Assignment >>
Return each line of the records with nothing changed, pictures excepted.

Information >>

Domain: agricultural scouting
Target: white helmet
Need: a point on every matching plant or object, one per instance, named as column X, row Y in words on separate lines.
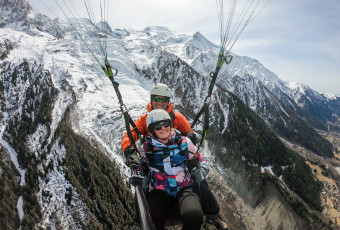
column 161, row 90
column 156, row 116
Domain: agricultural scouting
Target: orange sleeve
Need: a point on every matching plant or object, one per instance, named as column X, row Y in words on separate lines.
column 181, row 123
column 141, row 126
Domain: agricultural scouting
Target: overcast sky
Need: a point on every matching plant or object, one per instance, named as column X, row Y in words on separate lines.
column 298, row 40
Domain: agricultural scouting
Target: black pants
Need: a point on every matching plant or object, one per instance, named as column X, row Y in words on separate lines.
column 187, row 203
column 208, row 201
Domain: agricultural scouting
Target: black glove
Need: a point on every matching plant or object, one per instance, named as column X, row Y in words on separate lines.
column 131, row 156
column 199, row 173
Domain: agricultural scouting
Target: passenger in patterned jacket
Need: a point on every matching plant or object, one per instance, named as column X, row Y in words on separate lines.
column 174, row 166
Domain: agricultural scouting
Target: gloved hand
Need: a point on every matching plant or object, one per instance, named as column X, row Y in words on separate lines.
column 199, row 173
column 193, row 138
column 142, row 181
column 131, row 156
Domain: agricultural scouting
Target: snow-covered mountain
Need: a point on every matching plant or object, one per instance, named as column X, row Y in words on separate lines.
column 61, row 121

Solution to this problem >>
Domain: agricultural scouting
Target: white helmet
Need: a point on every matching plant or object, one per instance, named as column X, row Y in words on separate lines.
column 161, row 90
column 156, row 116
Domain: agricultural scouting
Target: orange sleeve
Need: a point on every matching plant or object, one per instance, named as column X, row Y in words on separate lines.
column 181, row 123
column 141, row 126
Domain: agricultural scouting
Target: overcast sky
Need: a point on every matching plant or object, one per instance, named as column X, row Y in words on separate lines.
column 298, row 40
Domain: agricultural scouting
Target: black pants
Need: a point on every matching plant or object, one per instance, named as column X, row Y in words on separate lines.
column 187, row 203
column 208, row 201
Domain: agricultural scouting
Target: black glove
Need: a point on every matching plant or object, one per instance, named as column X, row Y in words on separate lines.
column 131, row 156
column 199, row 173
Domain: agricultural scouting
Target: passenger in patterned jacket
Need: a point on every matching plant or object, one per instance, named as column X, row Y in words on separate lines.
column 174, row 166
Domain: agricultural scouting
Target: gloved hand
Need: a point on every matching plant or object, one per instance, named as column X, row Y in words on separate lines.
column 199, row 173
column 193, row 138
column 142, row 181
column 131, row 156
Domain: agricultural scouting
Target: snow-covered mountain
Need: a point on every matching plant or object, one per instance, named as column X, row Y in words on separate lines.
column 61, row 121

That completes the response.